DIRECTIONS FOR THIS TASK:
Below are lines of data, and only some are wanted. Please repeat exactly those from the line that has "584L1822 625L1855 657L1847" through the line that has "positive clicks: (1869, 549)".

SUPPLIED DATA:
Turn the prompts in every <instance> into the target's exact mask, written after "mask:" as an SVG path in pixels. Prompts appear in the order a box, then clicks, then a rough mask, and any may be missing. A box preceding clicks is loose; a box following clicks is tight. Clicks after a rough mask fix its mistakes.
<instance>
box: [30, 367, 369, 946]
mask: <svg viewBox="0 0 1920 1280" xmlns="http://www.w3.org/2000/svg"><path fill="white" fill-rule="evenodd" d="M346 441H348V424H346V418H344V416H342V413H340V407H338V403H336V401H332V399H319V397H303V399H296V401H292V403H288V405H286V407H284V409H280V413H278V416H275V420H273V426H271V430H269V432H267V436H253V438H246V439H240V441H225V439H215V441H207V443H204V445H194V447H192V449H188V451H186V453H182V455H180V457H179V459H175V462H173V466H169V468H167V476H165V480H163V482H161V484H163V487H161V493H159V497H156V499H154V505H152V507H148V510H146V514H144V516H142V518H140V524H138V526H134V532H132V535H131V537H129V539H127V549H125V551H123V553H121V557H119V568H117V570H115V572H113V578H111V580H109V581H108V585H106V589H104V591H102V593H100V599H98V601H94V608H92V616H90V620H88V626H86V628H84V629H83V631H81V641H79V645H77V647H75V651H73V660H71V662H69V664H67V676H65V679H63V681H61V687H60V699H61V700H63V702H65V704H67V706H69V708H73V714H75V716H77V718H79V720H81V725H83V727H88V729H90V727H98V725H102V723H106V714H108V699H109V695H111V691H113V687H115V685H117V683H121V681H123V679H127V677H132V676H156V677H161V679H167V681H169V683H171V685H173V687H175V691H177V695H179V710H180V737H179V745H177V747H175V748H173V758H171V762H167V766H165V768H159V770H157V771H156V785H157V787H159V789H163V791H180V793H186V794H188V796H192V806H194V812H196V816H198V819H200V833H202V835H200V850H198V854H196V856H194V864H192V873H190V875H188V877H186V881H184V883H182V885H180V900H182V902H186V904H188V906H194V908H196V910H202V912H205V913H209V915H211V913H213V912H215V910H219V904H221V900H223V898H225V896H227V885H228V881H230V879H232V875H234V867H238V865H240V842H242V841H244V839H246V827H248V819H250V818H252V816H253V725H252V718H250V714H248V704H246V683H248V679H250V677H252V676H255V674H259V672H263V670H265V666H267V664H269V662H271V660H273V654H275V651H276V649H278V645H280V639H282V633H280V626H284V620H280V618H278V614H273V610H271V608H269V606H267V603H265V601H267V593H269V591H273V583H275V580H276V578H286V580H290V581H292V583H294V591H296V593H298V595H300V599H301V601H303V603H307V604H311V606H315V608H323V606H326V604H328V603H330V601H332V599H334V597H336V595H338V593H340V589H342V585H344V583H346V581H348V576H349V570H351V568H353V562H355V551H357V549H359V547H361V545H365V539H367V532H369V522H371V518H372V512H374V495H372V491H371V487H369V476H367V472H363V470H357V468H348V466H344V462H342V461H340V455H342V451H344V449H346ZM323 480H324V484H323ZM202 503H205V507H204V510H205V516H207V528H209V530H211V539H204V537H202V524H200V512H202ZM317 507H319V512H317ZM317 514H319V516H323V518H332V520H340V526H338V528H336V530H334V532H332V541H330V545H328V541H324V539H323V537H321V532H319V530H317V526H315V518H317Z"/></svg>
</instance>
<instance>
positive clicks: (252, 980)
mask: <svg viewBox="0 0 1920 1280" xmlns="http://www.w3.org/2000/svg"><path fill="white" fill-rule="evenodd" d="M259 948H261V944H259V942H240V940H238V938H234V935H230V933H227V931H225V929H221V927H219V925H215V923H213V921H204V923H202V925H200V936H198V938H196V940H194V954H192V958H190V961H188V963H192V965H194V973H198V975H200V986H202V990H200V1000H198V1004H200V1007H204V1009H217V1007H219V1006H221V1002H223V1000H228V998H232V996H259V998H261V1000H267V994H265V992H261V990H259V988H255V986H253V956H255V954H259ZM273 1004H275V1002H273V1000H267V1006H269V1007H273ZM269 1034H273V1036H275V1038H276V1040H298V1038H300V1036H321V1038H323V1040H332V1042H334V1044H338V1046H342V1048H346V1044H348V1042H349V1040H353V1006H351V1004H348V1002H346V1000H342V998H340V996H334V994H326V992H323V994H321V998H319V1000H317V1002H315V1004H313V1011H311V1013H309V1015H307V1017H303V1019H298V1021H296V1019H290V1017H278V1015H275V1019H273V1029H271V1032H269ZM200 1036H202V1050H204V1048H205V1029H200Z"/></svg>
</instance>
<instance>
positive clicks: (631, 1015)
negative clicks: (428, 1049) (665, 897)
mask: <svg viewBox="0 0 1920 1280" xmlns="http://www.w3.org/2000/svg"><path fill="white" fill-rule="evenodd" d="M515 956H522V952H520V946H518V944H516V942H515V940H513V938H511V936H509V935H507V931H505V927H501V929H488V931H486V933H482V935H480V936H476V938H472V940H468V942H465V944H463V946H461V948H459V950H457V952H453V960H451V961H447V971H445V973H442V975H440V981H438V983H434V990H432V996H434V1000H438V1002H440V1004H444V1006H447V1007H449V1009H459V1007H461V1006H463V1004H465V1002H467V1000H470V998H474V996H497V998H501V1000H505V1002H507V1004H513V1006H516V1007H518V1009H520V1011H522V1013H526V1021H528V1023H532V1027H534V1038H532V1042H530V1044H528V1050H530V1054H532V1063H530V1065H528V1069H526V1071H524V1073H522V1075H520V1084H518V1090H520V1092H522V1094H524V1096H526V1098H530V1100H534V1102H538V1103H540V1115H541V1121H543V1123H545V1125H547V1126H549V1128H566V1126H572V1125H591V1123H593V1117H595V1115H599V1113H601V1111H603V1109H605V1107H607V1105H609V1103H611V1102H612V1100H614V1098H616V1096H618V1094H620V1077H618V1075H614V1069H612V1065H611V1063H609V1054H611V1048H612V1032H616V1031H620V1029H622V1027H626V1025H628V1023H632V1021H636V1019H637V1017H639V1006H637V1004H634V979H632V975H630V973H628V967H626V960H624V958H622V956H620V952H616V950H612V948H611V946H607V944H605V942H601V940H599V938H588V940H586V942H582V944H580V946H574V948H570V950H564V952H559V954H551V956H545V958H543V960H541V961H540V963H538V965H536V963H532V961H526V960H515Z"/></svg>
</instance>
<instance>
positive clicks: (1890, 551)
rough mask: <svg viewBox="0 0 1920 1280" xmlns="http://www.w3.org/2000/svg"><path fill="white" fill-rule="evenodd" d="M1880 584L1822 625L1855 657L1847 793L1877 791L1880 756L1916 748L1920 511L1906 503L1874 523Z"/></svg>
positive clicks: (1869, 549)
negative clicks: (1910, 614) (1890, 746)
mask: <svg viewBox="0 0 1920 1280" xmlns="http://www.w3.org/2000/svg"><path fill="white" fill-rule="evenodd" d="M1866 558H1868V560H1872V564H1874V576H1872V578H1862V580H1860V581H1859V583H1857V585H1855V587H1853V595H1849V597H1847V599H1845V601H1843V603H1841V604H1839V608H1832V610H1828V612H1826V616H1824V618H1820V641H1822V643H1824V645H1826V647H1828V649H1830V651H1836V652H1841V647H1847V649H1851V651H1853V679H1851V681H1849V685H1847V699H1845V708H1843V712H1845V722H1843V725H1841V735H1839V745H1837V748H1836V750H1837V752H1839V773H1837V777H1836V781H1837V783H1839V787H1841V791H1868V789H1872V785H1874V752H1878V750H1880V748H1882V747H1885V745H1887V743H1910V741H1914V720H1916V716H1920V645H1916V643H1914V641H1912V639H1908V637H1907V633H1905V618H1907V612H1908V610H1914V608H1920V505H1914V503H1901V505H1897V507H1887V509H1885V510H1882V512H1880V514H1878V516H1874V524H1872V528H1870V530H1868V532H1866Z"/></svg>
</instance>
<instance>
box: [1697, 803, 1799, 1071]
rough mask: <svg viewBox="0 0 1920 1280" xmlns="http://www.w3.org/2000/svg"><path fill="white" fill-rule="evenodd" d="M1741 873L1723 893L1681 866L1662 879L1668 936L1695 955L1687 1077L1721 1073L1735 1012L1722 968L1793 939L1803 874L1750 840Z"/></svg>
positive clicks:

FINISHED EXERCISE:
rough mask: <svg viewBox="0 0 1920 1280" xmlns="http://www.w3.org/2000/svg"><path fill="white" fill-rule="evenodd" d="M1880 584L1822 625L1855 657L1847 793L1877 791L1880 756L1916 748L1920 511L1906 503L1874 523Z"/></svg>
positive clicks: (1869, 549)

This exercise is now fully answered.